■ Gegeven opdracht a
Druk de regels van de invoer letterlijk af, te beginnen bij de eerste regel van de invoer en doorlopend tot en met de regel met "[1110, 296]".

---------- Brontekst

Met regelmaat krijg ik vragen over het verdwijnen van de landelijke regelingen voor chronisch zieken en gehandicapten en wat de taak van gemeenten in dat kader wordt. Het intrekken van deze landelijke maatregelen is beoogd per 1 januari 2014. In dit blog ga ik hier op in.
Regeerakkoord Rutte II
Met als motto ‘Bruggen slaan’ kwam op 29 oktober 2012 het Regeerakkoord tot stand. Daarin staat onder meer het volgende.
II. Sociale zekerheid en inkomensbeleid
“De individuele bijzondere bijstand voor daadwerkelijk gemaakte kosten wordt verruimd. Extra aandacht is er voor gezinnen met kinderen, werkenden met een laag inkomen en ouderen met een klein pensioen. De mogelijkheden voor bijzondere bijstand in de vorm van een aanvullende zorgverzekering of een pas voor culturele, maatschappelijke en sportvoorzieningen worden ruimer. Het is belangrijk dat kinderen uit gezinnen met een laag inkomen kunnen sporten. Daarom wordt de subsidie aan Jeugdsportfonds Nederland verlengd en de Sportimpuls verhoogd. Mensen die langdurig van een laag inkomen rond moeten komen zonder zicht op verbetering, krijgen op individuele basis een toeslag. Categoriale bijzondere bijstand voor aannemelijke kosten wordt beperkt. Voor dit hele pakket wordt structureel 100 miljoen vrijgemaakt.”

--------------------
---------- Gegevens voor opdracht

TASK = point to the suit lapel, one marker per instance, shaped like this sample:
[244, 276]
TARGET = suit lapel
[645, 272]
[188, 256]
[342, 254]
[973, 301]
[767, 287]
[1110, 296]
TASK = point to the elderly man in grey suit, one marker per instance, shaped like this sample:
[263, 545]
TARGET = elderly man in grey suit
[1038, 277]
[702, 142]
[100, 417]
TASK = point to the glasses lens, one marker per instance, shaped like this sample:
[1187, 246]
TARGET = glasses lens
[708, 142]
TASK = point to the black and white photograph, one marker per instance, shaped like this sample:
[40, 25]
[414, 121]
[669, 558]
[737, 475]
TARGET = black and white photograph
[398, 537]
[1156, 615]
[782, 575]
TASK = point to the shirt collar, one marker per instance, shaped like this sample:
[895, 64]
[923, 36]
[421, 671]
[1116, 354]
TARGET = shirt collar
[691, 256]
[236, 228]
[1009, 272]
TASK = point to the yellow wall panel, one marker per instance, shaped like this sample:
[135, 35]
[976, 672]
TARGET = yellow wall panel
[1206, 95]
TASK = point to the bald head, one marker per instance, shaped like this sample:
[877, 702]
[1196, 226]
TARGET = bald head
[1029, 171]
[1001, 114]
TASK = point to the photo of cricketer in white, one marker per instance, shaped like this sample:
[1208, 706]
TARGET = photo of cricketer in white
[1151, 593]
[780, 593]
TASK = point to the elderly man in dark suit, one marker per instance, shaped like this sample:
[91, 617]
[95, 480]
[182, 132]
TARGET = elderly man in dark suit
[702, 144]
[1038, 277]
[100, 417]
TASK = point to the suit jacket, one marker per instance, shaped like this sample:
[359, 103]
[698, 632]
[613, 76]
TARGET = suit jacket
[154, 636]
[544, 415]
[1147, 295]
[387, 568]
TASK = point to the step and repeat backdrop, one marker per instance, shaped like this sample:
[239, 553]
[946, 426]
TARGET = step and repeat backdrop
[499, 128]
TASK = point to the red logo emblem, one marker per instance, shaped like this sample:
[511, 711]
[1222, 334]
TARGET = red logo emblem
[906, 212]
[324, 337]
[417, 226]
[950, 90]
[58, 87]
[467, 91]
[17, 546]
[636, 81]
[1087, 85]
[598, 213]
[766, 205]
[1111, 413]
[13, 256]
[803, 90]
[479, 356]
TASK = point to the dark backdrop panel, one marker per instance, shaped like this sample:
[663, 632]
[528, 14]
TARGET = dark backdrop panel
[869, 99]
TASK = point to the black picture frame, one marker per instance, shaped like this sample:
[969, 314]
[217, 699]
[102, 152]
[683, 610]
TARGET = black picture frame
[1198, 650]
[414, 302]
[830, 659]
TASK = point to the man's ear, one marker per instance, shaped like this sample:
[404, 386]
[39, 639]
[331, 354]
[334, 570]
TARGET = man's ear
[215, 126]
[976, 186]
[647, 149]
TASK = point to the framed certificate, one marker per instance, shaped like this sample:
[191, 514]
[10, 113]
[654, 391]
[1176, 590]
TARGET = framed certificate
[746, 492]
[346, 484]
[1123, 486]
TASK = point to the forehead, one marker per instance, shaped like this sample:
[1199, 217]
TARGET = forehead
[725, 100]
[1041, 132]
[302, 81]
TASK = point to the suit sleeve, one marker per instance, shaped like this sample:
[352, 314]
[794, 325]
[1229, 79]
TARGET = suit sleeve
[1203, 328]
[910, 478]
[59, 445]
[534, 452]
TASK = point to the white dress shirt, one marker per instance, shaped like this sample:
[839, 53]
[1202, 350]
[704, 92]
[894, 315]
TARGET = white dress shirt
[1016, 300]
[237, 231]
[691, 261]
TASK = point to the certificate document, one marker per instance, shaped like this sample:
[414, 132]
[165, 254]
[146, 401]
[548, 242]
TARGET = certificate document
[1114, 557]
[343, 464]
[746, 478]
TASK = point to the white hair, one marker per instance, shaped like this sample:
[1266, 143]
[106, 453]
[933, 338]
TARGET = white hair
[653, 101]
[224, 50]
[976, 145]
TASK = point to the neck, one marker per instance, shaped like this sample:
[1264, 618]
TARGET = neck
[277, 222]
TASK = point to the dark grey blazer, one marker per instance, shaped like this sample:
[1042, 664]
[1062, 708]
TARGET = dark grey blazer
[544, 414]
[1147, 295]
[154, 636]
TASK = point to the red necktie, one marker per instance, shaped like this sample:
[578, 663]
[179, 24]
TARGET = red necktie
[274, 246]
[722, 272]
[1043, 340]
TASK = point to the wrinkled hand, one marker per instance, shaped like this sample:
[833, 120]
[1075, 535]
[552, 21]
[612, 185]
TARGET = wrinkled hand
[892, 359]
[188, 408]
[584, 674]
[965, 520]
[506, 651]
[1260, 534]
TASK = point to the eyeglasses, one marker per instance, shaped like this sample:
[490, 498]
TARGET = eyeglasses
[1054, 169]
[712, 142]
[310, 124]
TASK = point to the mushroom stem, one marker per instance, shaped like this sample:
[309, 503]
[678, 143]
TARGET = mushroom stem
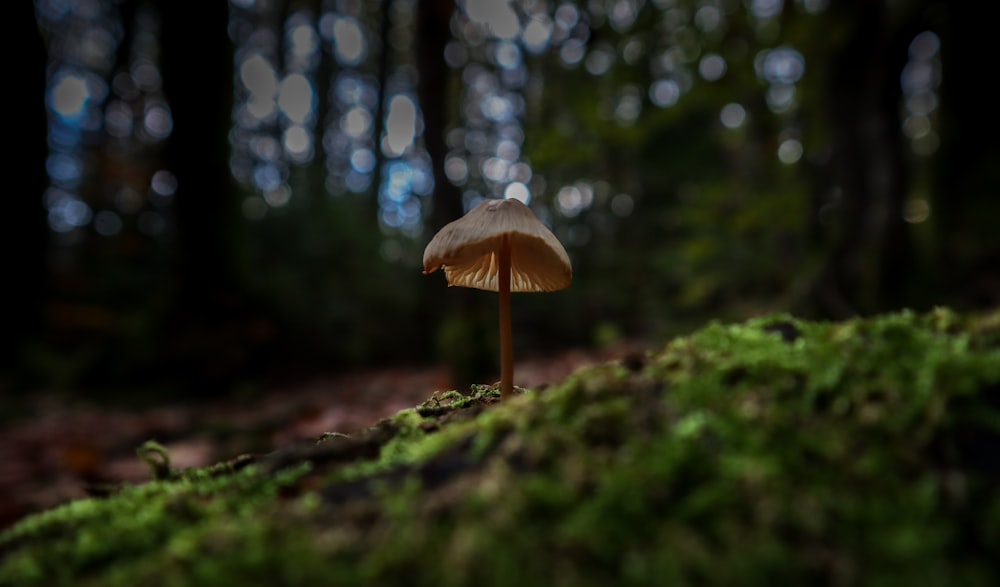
[506, 344]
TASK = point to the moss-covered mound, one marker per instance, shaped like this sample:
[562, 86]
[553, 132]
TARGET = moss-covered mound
[775, 452]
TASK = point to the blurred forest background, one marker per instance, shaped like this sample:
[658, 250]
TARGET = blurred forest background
[243, 190]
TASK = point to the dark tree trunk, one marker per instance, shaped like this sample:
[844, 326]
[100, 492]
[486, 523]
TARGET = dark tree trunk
[966, 207]
[197, 80]
[210, 330]
[868, 243]
[24, 231]
[464, 321]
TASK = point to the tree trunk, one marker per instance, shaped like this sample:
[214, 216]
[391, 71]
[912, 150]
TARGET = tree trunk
[463, 330]
[869, 246]
[24, 230]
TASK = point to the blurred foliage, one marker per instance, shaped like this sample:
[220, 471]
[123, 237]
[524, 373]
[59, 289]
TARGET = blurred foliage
[814, 196]
[773, 451]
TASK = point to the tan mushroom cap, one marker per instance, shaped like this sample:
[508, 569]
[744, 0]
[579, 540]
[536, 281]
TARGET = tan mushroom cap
[468, 249]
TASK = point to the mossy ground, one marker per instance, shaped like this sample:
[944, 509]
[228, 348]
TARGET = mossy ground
[773, 452]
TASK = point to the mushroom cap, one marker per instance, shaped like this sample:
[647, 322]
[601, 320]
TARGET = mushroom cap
[468, 249]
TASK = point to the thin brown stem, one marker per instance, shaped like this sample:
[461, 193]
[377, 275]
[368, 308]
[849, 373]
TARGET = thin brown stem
[506, 343]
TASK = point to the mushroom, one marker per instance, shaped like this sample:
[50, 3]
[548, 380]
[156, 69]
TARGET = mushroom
[501, 246]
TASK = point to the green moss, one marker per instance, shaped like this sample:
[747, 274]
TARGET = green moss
[775, 451]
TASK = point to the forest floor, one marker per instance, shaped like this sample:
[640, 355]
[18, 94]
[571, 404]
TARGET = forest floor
[62, 448]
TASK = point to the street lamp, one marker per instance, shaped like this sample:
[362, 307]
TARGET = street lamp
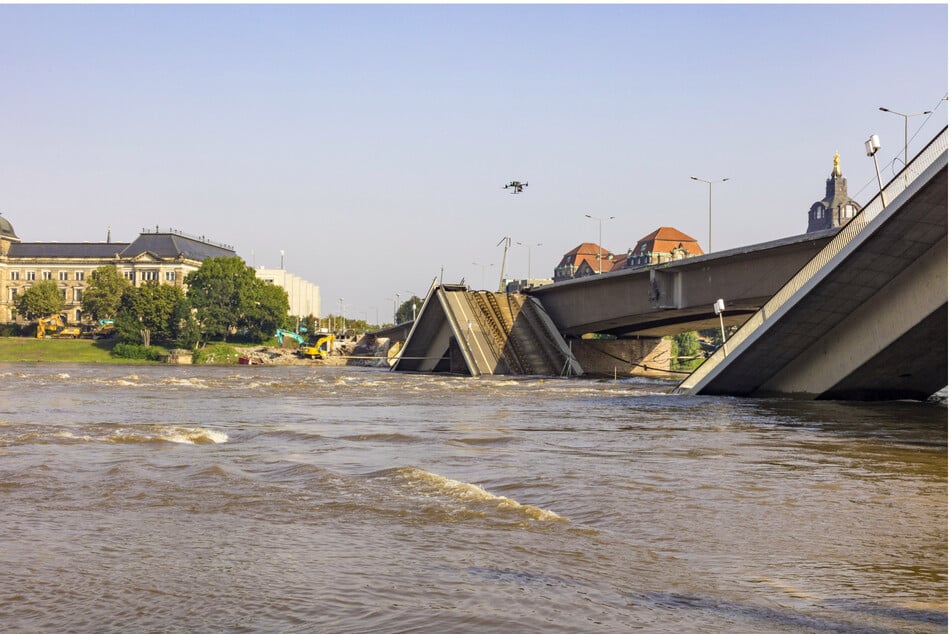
[710, 210]
[906, 116]
[529, 247]
[600, 247]
[483, 272]
[872, 146]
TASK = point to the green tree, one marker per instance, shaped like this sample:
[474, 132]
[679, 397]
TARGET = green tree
[687, 344]
[102, 296]
[40, 300]
[264, 308]
[408, 309]
[152, 311]
[228, 298]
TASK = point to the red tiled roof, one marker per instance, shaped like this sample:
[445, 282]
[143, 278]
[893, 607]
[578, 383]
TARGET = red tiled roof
[586, 252]
[666, 239]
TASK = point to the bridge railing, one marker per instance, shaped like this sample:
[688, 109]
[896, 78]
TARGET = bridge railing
[914, 169]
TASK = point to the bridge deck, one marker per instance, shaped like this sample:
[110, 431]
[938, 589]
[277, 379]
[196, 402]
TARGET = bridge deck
[867, 317]
[480, 332]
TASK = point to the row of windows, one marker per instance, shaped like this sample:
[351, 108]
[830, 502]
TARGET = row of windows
[77, 294]
[77, 315]
[80, 276]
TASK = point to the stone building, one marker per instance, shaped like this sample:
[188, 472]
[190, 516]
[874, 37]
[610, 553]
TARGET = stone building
[836, 208]
[303, 297]
[162, 256]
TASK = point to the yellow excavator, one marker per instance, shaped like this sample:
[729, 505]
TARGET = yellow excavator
[56, 327]
[320, 348]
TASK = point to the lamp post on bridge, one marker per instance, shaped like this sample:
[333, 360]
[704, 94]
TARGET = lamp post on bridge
[872, 146]
[906, 116]
[710, 208]
[529, 247]
[483, 272]
[600, 246]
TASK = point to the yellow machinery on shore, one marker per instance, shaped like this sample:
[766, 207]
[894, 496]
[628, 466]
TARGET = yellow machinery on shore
[56, 327]
[320, 348]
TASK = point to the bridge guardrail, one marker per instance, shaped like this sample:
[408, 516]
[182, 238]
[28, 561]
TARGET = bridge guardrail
[898, 184]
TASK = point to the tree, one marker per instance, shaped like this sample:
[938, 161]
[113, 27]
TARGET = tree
[264, 309]
[152, 310]
[40, 300]
[228, 298]
[408, 309]
[104, 292]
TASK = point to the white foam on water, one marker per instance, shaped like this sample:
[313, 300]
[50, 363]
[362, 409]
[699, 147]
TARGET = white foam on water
[471, 492]
[192, 435]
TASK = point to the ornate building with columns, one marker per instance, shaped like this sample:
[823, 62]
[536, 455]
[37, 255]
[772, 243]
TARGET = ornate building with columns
[162, 256]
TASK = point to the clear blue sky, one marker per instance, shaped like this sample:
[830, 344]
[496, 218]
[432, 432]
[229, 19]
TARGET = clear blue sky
[371, 143]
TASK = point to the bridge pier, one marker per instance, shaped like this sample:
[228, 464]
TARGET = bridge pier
[643, 356]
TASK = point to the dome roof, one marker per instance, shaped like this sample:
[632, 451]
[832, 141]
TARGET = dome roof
[6, 229]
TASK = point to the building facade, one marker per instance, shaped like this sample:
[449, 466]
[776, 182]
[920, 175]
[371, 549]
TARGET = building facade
[666, 244]
[836, 208]
[155, 256]
[303, 297]
[585, 259]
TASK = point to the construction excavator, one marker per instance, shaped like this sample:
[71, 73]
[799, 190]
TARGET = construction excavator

--------------------

■ Gegeven opdracht b
Geef de volledige tekst over het verdwijnen van de landelijke regelingen woord voor woord weer.

■ Afgerond antwoord a
TASK = point to the suit lapel, one marker per instance, shaped like this sample:
[244, 276]
TARGET = suit lapel
[645, 272]
[188, 256]
[342, 254]
[973, 301]
[767, 287]
[1110, 296]

■ Afgerond antwoord b
Met regelmaat krijg ik vragen over het verdwijnen van de landelijke regelingen voor chronisch zieken en gehandicapten en wat de taak van gemeenten in dat kader wordt. Het intrekken van deze landelijke maatregelen is beoogd per 1 januari 2014. In dit blog ga ik hier op in.
Regeerakkoord Rutte II
Met als motto ‘Bruggen slaan’ kwam op 29 oktober 2012 het Regeerakkoord tot stand. Daarin staat onder meer het volgende.
II. Sociale zekerheid en inkomensbeleid
“De individuele bijzondere bijstand voor daadwerkelijk gemaakte kosten wordt verruimd. Extra aandacht is er voor gezinnen met kinderen, werkenden met een laag inkomen en ouderen met een klein pensioen. De mogelijkheden voor bijzondere bijstand in de vorm van een aanvullende zorgverzekering of een pas voor culturele, maatschappelijke en sportvoorzieningen worden ruimer. Het is belangrijk dat kinderen uit gezinnen met een laag inkomen kunnen sporten. Daarom wordt de subsidie aan Jeugdsportfonds Nederland verlengd en de Sportimpuls verhoogd. Mensen die langdurig van een laag inkomen rond moeten komen zonder zicht op verbetering, krijgen op individuele basis een toeslag. Categoriale bijzondere bijstand voor aannemelijke kosten wordt beperkt. Voor dit hele pakket wordt structureel 100 miljoen vrijgemaakt.”